### Location identification items
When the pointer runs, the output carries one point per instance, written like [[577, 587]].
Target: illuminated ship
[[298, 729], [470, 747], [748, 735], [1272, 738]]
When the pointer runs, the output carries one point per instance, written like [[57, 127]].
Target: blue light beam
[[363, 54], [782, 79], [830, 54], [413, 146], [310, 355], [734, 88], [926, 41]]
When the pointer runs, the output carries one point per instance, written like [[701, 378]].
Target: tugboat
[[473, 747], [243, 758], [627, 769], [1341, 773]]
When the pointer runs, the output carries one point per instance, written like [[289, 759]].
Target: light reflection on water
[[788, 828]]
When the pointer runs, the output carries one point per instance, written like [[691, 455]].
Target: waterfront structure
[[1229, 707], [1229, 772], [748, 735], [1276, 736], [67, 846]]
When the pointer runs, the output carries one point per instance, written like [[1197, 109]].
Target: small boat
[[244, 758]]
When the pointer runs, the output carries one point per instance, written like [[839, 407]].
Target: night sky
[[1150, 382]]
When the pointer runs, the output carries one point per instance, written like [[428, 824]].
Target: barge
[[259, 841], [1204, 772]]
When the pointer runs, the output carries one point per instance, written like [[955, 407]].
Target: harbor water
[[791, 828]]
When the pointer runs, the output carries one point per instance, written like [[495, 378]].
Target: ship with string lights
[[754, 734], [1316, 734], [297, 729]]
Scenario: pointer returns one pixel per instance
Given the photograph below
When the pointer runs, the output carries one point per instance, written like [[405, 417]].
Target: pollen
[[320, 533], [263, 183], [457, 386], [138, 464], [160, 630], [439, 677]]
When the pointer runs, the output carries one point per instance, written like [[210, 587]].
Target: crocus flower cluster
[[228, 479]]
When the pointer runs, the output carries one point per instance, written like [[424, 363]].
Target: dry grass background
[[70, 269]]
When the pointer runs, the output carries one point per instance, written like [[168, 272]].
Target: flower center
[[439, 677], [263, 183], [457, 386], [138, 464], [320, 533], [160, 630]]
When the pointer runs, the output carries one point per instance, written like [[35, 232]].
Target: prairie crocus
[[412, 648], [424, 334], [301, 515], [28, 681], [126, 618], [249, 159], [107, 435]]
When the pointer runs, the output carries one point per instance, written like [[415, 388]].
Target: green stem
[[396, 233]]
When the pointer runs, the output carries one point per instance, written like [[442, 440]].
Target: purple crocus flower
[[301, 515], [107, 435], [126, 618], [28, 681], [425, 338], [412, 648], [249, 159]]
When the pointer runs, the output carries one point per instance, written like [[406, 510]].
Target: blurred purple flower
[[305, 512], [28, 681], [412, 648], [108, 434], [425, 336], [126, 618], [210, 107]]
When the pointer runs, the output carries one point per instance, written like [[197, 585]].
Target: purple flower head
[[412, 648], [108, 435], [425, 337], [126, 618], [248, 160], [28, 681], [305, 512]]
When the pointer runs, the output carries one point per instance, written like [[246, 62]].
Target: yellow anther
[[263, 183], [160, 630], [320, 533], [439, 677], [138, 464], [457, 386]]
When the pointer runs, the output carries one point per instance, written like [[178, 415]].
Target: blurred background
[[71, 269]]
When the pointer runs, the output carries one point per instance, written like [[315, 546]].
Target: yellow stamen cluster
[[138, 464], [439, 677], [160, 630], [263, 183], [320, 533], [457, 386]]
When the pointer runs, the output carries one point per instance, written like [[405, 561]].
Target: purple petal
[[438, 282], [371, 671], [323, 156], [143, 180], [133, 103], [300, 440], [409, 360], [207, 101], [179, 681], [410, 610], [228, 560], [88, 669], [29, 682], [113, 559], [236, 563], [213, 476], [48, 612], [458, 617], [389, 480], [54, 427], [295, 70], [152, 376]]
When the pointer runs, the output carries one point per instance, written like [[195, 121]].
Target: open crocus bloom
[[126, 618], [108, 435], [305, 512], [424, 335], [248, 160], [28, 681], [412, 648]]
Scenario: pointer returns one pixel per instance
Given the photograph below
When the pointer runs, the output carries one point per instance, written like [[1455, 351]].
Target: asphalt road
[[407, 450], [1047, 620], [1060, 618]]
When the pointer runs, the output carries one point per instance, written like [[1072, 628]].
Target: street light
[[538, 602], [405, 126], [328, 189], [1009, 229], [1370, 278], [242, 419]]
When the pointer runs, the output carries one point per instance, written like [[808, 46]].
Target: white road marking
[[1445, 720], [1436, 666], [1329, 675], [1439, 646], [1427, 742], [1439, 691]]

### Task statement
Rewrite everything from the start of the lines down through the line containing "[[259, 841], [1204, 772]]", with 124 added to each coordinate in the answers.

### Answer below
When the pointer runs, the output carries one point per instance, written like [[577, 587]].
Target: illuminated ship
[[422, 853], [594, 871], [872, 859], [1396, 862]]
When the pointer runs, the output carries one point per instance, written like [[57, 127]].
Target: blue light beam
[[487, 178], [906, 203], [954, 178], [537, 270], [434, 479], [858, 212], [1050, 165]]
When the pointer runs, the output carries one point per instance, written like [[701, 378]].
Target: tugboat
[[597, 871], [367, 882], [751, 893], [1465, 897]]
When the pointer runs, the output carries one point per instance, written like [[289, 759]].
Target: light reflection on water
[[912, 952]]
When the pointer runs, the output carries one point per instance, written like [[691, 455]].
Target: waterfront structure
[[1353, 831], [1353, 896], [872, 859], [1400, 860], [191, 970]]
When the pointer runs, the output carries one point per instance, written like [[1197, 109]].
Target: small boat
[[368, 882]]
When the pointer runs, the output carries one point per instance, written like [[839, 407]].
Target: night sky
[[1274, 506]]
When the pointer runs, the output carries one point per instance, written like [[428, 824]].
Target: barge
[[383, 965], [1328, 896]]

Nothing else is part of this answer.